The problem
Copy the bankruptcy passage from "In many cases, individuals" to "debt collection lawsuits.", renaming "sweatbox" to "holding pattern" throughout.

Selected text
┌──

Filing for bankruptcy is never an easy decision. Bankruptcy laws are in place to protect consumers and give second chances to people who are unable to manage their debt. But many consumers who could benefit from filing for bankruptcy hesitate to do so, often out of a sense of pride.
In many cases, individuals who need to file for bankruptcy but hesitate are just delaying the inevitable. Waiting to file for bankruptcy often causes financial problems to become much worse. However, knowing whether you should file and when to file for bankruptcy can be difficult.
Consequences of Waiting to File
It’s common for people with major financial problems to procrastinate filing for bankruptcy – this time period of waiting is sometimes referred to as a financial “sweatbox”. This is when someone who eventually will be forced to file for bankruptcy attempts to avoid doing so by forgoing basic needs like food or medical care. Additionally, during this time period, these people are at risk of asset depletion and debt collection lawsuits.
A report by the Notre Dame Law Review found that the longer you stay in the sweatbox, the more difficult your financial problems will become once you do finally come to terms with your dire financial situation and file for bankruptcy. Researchers used data from the Consumer Bankruptcy Project, which is a long-term academic research project that studies those who file bankruptcy, their reasons for doing so, and the consequences of filing.
More than ⅔ of those surveyed were “long strugglers” – a term used to refer to people who stay in the sweatbox for more than two years. Almost ⅓ waited five years or longer before they filed for bankruptcy.

└──

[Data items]
┌──

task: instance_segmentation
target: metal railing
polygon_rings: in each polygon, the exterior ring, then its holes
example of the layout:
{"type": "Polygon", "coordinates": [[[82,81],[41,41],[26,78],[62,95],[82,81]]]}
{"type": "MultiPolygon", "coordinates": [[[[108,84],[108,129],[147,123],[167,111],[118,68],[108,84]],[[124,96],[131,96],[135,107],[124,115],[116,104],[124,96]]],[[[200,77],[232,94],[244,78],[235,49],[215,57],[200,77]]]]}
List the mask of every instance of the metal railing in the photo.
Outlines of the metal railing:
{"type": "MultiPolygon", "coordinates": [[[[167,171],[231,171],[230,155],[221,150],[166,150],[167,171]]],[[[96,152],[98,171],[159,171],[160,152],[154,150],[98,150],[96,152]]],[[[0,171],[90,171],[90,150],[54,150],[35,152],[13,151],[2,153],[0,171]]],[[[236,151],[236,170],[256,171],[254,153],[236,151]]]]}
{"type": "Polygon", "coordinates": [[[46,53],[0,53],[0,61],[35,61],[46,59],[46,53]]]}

└──

Your response
In many cases, individuals who need to file for bankruptcy but hesitate are just delaying the inevitable. Waiting to file for bankruptcy often causes financial problems to become much worse. However, knowing whether you should file and when to file for bankruptcy can be difficult.
Consequences of Waiting to File
It’s common for people with major financial problems to procrastinate filing for bankruptcy – this time period of waiting is sometimes referred to as a financial “holding pattern”. This is when someone who eventually will be forced to file for bankruptcy attempts to avoid doing so by forgoing basic needs like food or medical care. Additionally, during this time period, these people are at risk of asset depletion and debt collection lawsuits.